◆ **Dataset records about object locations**
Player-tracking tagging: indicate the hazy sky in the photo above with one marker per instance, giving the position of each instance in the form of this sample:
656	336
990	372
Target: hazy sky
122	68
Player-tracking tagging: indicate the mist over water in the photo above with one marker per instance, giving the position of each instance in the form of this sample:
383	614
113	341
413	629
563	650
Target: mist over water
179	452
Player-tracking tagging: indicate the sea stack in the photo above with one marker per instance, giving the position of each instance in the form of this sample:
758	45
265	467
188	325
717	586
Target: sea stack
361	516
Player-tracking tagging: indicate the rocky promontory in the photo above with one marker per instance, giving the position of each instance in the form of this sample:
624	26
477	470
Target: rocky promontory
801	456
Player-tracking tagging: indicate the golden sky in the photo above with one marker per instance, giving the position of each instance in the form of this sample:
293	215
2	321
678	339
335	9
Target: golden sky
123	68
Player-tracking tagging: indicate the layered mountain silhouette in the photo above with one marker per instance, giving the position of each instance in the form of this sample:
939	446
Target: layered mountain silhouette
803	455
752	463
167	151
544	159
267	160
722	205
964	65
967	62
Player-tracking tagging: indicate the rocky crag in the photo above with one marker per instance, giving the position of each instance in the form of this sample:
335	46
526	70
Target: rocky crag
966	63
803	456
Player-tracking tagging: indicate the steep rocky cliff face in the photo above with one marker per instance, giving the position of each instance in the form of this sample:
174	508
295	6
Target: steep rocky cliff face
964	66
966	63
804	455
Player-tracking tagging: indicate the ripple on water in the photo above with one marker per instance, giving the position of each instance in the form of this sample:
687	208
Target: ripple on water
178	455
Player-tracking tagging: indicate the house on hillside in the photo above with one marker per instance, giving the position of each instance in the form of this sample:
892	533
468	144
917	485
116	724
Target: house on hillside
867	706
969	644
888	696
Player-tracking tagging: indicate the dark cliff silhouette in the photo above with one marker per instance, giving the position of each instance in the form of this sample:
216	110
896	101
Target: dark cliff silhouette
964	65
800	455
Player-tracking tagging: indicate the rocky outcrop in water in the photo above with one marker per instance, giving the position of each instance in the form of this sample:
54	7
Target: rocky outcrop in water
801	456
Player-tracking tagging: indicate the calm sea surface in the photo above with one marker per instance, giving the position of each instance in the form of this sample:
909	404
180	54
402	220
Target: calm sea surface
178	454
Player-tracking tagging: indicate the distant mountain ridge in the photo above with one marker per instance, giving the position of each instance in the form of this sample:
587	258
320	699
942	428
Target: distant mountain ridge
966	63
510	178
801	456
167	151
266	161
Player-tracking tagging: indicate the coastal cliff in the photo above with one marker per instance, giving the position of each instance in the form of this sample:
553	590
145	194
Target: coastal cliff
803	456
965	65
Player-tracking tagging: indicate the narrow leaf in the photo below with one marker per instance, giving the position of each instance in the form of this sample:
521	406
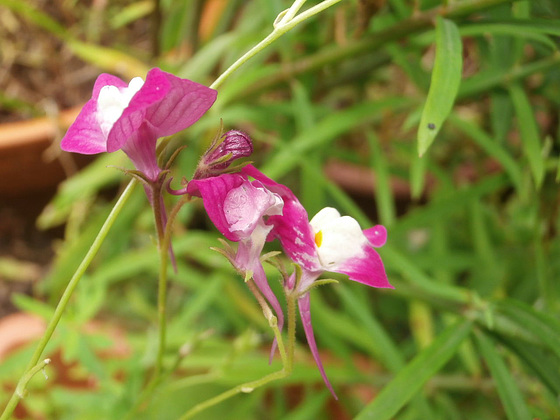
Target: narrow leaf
511	396
409	380
529	132
446	78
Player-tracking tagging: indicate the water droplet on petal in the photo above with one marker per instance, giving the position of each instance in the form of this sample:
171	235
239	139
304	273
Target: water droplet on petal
377	235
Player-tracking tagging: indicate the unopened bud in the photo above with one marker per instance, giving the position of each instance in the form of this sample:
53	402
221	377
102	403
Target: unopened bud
231	146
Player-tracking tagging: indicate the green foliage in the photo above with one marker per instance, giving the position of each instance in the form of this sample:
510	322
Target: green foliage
471	329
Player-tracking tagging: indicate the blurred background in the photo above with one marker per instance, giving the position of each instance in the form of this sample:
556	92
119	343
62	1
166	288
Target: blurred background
472	328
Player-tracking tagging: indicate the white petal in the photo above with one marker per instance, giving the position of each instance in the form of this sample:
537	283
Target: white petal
112	101
326	215
341	239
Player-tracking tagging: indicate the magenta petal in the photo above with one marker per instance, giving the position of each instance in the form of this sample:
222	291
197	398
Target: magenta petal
84	135
292	228
305	314
141	149
153	91
213	192
376	235
183	105
368	269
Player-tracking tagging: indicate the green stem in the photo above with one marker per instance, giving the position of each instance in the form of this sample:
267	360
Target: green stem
248	387
164	242
370	44
20	389
163	248
287	21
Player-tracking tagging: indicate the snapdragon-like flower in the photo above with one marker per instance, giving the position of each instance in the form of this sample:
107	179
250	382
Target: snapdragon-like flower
329	242
133	116
239	209
222	152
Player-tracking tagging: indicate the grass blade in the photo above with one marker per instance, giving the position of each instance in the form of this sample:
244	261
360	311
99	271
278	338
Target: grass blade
409	381
529	132
446	78
511	396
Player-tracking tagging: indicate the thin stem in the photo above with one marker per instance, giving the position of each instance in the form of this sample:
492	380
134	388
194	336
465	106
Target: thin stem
163	248
266	309
164	241
12	403
248	387
282	26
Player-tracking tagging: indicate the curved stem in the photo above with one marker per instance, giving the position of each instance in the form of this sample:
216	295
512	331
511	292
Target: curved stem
287	22
248	387
164	242
12	403
163	248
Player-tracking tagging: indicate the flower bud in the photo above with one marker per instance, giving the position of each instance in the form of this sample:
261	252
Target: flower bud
217	159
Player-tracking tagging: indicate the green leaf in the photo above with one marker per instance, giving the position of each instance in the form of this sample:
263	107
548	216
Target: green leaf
492	147
33	306
511	396
446	78
410	380
546	367
540	325
529	132
327	130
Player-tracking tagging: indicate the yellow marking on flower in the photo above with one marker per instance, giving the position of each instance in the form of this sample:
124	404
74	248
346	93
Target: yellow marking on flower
319	238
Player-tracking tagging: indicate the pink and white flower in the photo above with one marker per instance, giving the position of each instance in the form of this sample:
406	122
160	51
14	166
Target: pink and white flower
133	116
239	209
329	242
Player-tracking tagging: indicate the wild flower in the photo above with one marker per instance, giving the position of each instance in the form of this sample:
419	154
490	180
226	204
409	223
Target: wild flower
131	117
329	242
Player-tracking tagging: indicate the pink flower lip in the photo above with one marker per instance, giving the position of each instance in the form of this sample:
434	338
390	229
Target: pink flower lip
164	103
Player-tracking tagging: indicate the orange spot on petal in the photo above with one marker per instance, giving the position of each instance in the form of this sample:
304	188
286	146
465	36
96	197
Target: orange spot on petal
319	238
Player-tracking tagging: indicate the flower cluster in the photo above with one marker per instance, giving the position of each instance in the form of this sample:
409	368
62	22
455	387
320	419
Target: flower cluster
246	206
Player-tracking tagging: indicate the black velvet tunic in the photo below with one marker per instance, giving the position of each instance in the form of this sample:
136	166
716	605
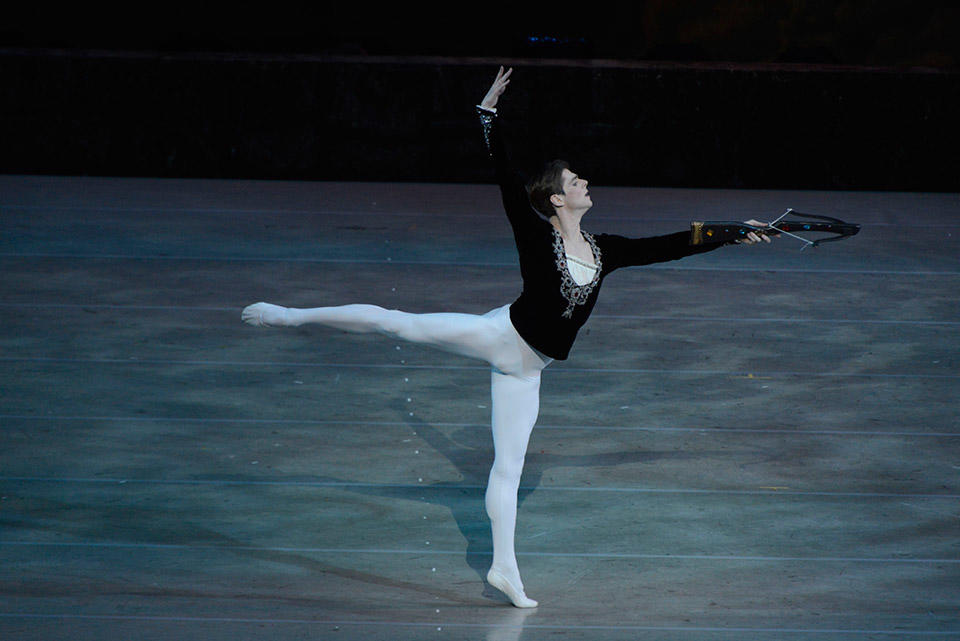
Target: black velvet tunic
552	308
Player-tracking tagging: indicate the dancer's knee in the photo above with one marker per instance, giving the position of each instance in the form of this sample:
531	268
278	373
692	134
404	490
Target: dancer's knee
507	470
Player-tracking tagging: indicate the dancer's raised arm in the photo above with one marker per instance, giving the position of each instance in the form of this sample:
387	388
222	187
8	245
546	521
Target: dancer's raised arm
512	189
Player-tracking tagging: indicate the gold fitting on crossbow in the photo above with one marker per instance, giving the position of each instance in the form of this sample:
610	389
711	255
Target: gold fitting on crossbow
696	233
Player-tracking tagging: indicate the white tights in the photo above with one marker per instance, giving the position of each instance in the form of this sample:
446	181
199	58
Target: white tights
514	386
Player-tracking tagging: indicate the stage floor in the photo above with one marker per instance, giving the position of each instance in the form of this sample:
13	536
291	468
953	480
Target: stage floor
754	443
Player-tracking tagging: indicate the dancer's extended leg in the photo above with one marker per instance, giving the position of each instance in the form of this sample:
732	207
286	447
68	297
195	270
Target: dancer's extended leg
470	335
516	402
515	390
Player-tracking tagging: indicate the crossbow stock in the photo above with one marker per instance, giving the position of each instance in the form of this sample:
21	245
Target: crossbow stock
726	231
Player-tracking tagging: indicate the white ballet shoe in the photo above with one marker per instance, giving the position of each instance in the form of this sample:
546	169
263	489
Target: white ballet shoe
515	594
264	315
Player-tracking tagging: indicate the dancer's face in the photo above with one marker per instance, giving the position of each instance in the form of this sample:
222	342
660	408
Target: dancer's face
575	195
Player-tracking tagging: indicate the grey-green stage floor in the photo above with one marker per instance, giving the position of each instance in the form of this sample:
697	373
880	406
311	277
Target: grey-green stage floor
755	443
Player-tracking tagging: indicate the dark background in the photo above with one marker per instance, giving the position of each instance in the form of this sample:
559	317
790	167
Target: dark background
843	95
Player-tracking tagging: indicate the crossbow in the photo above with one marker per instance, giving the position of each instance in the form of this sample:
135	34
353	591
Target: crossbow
726	231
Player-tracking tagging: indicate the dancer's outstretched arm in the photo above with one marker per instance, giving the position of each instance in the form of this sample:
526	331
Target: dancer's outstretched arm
628	252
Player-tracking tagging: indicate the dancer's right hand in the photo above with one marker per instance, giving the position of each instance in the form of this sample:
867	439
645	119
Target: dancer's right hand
497	88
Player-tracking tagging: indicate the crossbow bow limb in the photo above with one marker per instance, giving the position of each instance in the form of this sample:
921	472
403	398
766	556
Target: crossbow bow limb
726	231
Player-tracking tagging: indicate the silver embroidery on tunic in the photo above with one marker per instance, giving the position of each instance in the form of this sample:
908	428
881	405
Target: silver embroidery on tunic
573	293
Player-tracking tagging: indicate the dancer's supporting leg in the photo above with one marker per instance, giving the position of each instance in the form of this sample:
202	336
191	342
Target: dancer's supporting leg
516	402
515	391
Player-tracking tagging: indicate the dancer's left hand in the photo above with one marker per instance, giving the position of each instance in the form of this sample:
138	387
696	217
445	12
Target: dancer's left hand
497	88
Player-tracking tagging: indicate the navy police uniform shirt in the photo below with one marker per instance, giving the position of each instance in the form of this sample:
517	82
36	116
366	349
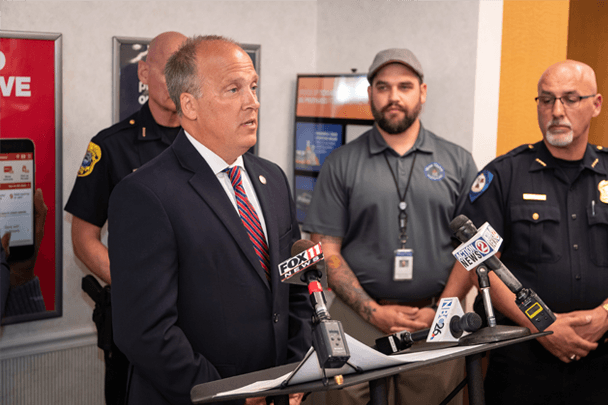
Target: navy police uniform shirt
553	216
111	155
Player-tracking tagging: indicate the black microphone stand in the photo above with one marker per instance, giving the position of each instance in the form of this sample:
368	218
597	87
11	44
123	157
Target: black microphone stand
493	332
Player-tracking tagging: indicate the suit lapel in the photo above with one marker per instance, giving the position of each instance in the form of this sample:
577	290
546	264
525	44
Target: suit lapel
207	186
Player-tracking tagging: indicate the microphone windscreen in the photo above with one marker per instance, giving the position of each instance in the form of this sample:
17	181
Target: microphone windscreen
470	322
300	246
458	222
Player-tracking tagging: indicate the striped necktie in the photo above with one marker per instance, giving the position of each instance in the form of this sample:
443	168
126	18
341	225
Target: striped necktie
250	219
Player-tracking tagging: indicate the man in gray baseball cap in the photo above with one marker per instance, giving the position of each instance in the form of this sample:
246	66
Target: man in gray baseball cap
381	207
395	55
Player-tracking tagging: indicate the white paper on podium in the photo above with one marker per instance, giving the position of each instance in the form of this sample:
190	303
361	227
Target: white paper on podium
360	355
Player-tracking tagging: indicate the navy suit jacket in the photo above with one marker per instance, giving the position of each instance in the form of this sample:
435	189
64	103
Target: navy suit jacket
191	302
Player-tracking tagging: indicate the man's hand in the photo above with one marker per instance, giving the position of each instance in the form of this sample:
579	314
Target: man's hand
395	318
23	271
565	343
597	326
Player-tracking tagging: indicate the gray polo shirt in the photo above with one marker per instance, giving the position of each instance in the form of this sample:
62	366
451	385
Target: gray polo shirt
356	198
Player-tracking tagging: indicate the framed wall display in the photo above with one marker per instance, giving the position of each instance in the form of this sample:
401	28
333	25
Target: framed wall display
30	156
331	110
128	93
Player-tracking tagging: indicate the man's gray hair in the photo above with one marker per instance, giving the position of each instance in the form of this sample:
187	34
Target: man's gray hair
181	71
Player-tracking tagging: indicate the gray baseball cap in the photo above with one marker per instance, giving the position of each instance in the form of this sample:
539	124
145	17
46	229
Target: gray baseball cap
395	55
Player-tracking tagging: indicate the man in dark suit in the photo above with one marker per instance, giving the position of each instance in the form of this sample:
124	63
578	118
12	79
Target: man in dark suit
192	301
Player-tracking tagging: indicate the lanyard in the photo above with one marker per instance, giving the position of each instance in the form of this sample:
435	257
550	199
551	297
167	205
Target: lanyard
402	203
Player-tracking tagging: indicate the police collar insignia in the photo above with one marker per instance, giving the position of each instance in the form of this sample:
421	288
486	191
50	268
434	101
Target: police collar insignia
434	171
481	184
603	188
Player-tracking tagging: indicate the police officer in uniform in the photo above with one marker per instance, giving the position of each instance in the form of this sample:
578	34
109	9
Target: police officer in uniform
111	155
549	201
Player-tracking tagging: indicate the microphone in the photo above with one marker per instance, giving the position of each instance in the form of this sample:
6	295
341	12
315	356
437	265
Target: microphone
469	322
327	336
303	269
526	299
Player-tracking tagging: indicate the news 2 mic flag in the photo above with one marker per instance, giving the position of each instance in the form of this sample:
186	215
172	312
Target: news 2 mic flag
440	328
479	248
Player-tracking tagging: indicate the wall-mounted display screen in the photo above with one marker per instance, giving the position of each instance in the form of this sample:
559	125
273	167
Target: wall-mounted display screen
331	110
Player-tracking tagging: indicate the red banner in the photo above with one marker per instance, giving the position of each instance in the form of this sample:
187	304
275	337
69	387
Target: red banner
27	110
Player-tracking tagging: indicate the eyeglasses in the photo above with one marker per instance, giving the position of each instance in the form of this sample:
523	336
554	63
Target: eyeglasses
569	101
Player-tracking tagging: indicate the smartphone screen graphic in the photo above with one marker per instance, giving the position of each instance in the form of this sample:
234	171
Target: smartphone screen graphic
17	195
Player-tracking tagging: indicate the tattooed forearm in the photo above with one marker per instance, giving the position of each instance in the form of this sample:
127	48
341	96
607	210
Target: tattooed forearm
345	285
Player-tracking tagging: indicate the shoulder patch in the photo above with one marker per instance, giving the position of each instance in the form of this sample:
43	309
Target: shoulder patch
480	185
92	156
434	171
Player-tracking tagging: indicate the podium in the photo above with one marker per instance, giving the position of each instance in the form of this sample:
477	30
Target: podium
215	391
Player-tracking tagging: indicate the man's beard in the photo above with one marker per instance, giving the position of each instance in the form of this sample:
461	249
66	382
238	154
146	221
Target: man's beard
559	139
394	128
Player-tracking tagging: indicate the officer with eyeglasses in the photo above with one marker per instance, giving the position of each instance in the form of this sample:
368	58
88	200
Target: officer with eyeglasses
549	200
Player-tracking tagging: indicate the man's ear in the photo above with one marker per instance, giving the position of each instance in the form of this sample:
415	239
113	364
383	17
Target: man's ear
597	105
189	106
142	71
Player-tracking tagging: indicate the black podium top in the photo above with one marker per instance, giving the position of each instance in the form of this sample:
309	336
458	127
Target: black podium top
204	393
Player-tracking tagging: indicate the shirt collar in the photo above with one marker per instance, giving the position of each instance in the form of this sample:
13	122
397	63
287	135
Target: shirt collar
424	143
544	159
216	163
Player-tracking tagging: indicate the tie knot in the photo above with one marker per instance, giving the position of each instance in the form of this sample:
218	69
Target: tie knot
234	173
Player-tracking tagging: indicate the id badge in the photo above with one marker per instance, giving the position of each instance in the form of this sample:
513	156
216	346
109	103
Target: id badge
404	264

◆ **Task prompt**
Return, word for word, each line from the line that contains "Player-tracking tagging: indicate the black podium" to the end of the listing above; include both end lines and nothing else.

◆ **Result of this exercise**
Player-tracking tagging: indicate the black podium top in the photo above with one marker per instance, giving the position of each instance in the form of this sample:
309	336
458	127
Target: black podium top
204	393
Player-tracking tagging: indicate the shirt collar in the photo above with one marker per instance, giving the position of each instance in the form of this sample:
13	122
397	63
287	135
Target: shirt collar
424	143
544	159
216	163
Player-tracking tagging: indicate the tie knot in the photo above with one marker per instance, giving the position of each instance in the form of this sample:
218	69
Target: tie knot
234	173
Player-tracking tagging: indicate the id badge in the photo above with one marker per instance, giving the position of each instance in the form of this sample:
513	156
216	346
109	103
Target: id badge
404	264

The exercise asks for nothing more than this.